Features

Vietnam Presses the Flesh in Asia

Recent Features

Features | Politics | Southeast Asia

Vietnam Presses the Flesh in Asia

But are its efforts to bolster ties with the US and Asian nations only about containing China—and protecting its territorial interests?

Just about any overture Vietnam made or received last year was interpreted as a further move in some kind of China containment strategy, or at the least as a response to the territorial dispute with Beijing over ownership of the oil-rich Spratly-Paracel archipelago in the South China Sea. 

The clearest evidence was in the US-Vietnam relationship, which in 2010 appeared warmer than ever. Indeed, US Secretary of State Hillary Clinton visited Vietnam twice—in July for the ASEAN regional forum and in October for the ASEAN and East Asia summits—during which time she made a point of reaffirming the importance of the relationship. (Although perhaps to her hosts’ irritation, she also raised the communist nation’s human rights record and its blocking of internet sites such as Facebook).

US Defence Secretary Robert Gates, meanwhile, also paid a visit in October, marvelling at the progress in ties between the two countries since the Vietnam War. In addition, the two countries have conducted joint military operations, including a training exercise involving the USS John McCain and Vietnamese forces. These moves followed the symbolic visit by the USS Lassen in 2009, which docked in Vietnam captained by Commander Hung Ba Le, who fled Vietnam at the age of five.
━━━━━━
* **Job 1**:
Transcribe the part of the feature on Vietnam's diplomacy starting with "But are its" and going on through "South China Sea.".
* **Job 2**:
Name every person that the feature on Vietnam's diplomacy mentions by name.

* **Extracted data**:
━━━━━━
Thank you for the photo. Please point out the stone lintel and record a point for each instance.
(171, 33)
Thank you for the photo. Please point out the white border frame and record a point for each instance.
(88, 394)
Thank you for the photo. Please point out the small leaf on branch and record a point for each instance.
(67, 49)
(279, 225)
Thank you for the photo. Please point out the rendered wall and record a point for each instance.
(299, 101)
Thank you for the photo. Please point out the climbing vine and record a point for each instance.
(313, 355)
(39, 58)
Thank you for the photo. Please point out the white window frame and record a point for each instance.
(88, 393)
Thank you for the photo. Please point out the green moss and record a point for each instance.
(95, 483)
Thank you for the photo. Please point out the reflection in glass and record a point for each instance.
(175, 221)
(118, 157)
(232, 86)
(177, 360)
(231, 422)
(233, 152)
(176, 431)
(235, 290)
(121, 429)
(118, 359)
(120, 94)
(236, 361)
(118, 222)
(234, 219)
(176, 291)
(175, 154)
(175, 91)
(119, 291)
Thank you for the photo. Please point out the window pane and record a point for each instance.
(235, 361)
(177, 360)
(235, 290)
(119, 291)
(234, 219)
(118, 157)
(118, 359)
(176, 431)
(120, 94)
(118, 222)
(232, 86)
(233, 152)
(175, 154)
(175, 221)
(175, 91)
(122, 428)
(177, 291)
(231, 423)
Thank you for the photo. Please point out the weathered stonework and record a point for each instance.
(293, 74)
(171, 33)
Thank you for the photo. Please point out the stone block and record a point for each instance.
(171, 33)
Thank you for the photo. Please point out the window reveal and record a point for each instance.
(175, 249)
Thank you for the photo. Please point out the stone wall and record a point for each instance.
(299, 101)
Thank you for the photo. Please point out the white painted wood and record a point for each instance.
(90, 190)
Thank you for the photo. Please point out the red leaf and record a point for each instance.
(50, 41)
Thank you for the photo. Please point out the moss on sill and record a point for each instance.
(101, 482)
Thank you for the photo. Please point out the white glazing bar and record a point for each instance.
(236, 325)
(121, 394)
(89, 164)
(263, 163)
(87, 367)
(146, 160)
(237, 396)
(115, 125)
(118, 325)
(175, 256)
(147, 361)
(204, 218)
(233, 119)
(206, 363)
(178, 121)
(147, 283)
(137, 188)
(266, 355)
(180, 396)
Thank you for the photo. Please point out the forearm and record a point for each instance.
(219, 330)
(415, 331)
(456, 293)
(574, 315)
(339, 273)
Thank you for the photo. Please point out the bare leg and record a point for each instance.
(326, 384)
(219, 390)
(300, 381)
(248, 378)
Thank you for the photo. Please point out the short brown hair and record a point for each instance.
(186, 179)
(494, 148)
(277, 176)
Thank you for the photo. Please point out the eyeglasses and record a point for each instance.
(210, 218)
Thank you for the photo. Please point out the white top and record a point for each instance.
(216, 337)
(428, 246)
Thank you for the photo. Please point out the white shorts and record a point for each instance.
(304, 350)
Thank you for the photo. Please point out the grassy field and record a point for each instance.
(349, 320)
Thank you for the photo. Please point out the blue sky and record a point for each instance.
━━━━━━
* **Problem solution 1**:
But are its efforts to bolster ties with the US and Asian nations only about containing China—and protecting its territorial interests?

Just about any overture Vietnam made or received last year was interpreted as a further move in some kind of China containment strategy, or at the least as a response to the territorial dispute with Beijing over ownership of the oil-rich Spratly-Paracel archipelago in the South China Sea.

* **Problem solution 2**:
Hillary Clinton, Robert Gates, Hung Ba Le